Segment Start: Provided records
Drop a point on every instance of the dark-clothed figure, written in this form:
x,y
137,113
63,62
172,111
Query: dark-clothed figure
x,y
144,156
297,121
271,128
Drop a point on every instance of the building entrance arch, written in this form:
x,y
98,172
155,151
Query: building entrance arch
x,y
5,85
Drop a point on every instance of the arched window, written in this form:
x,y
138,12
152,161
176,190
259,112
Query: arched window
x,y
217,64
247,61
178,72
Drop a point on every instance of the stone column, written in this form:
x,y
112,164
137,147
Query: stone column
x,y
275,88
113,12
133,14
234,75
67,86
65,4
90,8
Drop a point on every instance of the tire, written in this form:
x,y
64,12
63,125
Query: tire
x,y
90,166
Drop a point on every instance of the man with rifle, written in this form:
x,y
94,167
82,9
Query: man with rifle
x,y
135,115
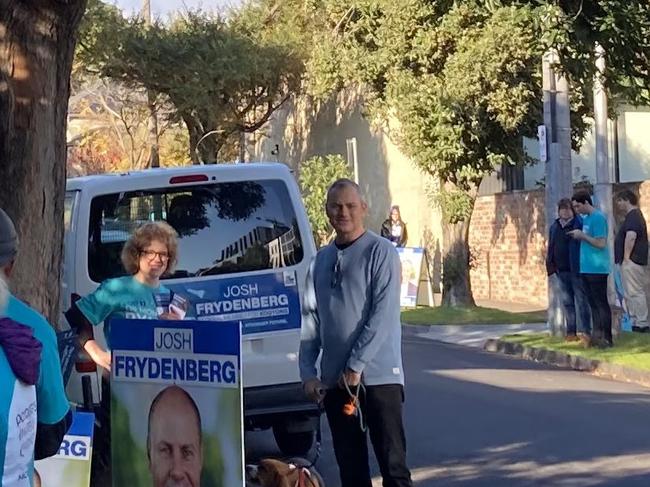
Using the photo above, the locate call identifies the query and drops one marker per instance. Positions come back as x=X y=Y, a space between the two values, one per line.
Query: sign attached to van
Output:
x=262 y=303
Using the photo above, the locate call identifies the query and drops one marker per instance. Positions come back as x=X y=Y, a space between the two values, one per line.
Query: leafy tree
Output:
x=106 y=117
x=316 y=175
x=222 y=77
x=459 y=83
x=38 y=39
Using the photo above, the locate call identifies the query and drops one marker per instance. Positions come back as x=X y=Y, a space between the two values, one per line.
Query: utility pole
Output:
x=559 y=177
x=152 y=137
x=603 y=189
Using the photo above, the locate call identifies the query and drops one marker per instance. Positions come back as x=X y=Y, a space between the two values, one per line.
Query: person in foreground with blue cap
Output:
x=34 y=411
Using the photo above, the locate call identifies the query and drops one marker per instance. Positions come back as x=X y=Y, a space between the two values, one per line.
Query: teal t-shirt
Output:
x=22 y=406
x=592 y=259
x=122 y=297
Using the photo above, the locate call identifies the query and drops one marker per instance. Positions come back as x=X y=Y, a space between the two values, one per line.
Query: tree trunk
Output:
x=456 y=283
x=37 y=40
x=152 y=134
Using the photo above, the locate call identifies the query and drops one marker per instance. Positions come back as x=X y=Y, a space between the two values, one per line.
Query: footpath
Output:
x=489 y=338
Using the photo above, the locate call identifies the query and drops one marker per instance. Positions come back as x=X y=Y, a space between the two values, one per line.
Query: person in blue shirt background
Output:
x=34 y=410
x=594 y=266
Segment End: Provided records
> [Exercise directions]:
Any picture among the entries must be skipped; copy all else exactly.

> [Answer for this exercise]:
Drop a point on every instance of the dark-clothed figure, written in this form:
x,y
137,113
63,62
172,111
Query: dark-clothed figure
x,y
144,156
297,121
271,128
Drop a point on every instance of the building entrance arch, written in this form:
x,y
98,172
155,151
Query: building entrance arch
x,y
5,85
Drop a point on every instance of the arched window, written in this form:
x,y
138,12
152,161
176,190
259,112
Query: arched window
x,y
217,64
247,61
178,72
Drop a point on every instance of the stone column, written in this form:
x,y
112,164
137,147
Query: stone column
x,y
275,88
113,12
133,14
234,75
67,86
65,4
90,8
Drop a point on every instance of the tire, written in this form:
x,y
64,12
63,125
Query: tire
x,y
90,166
Drop a point on every instance of the man with rifle, written in this form:
x,y
94,167
82,9
Query: man with rifle
x,y
135,115
Using the photo above, the locate call identifies the query and drops one marker per instance. Positions come back as x=X y=Y, a space between the two values, one per line.
Query: sign attached to van
Output:
x=262 y=303
Using the photo above, the locate call identifies the query and drops one marker per instance. Positions come back as x=X y=Y, a space between the two values, one per line.
Query: leafy tree
Output:
x=106 y=117
x=316 y=175
x=222 y=77
x=459 y=83
x=38 y=39
Using the photo above, the locate call identifies the query and drops one marker per instance. Positions come back as x=X y=Y, a space between the two values, one per line.
Query: utility pole
Output:
x=559 y=177
x=152 y=137
x=603 y=189
Using the photo above, the locate call identifies the query and drops one marker per instance. Positions come back as x=X y=Y, a space between the two values, one per line.
Query: person in foreground with blue cap
Output:
x=34 y=411
Using the photo above, the locate call identifies the query and drops one marker per instance. Positions come back as x=X y=Y, a space between the two values, one per line.
Query: teal t-shirt
Output:
x=22 y=406
x=592 y=259
x=122 y=297
Using the photo above, the locate call identifies the query and drops one marker per instance. Positions come back as x=X y=Y, a space between the two values, one per line.
Query: tree trunk
Output:
x=456 y=283
x=37 y=40
x=152 y=134
Using the photo above, the locate call identifies the query and drops one marker per instance. Positions come back as x=X y=Y, a space between the two values, one per line.
Query: footpath
Output:
x=489 y=338
Using the photo above, the locate call identifies the query and drops one marker per instance. Positions come back as x=X y=Y, a space between the two values, one per line.
Query: person in blue shirt background
Output:
x=34 y=410
x=594 y=266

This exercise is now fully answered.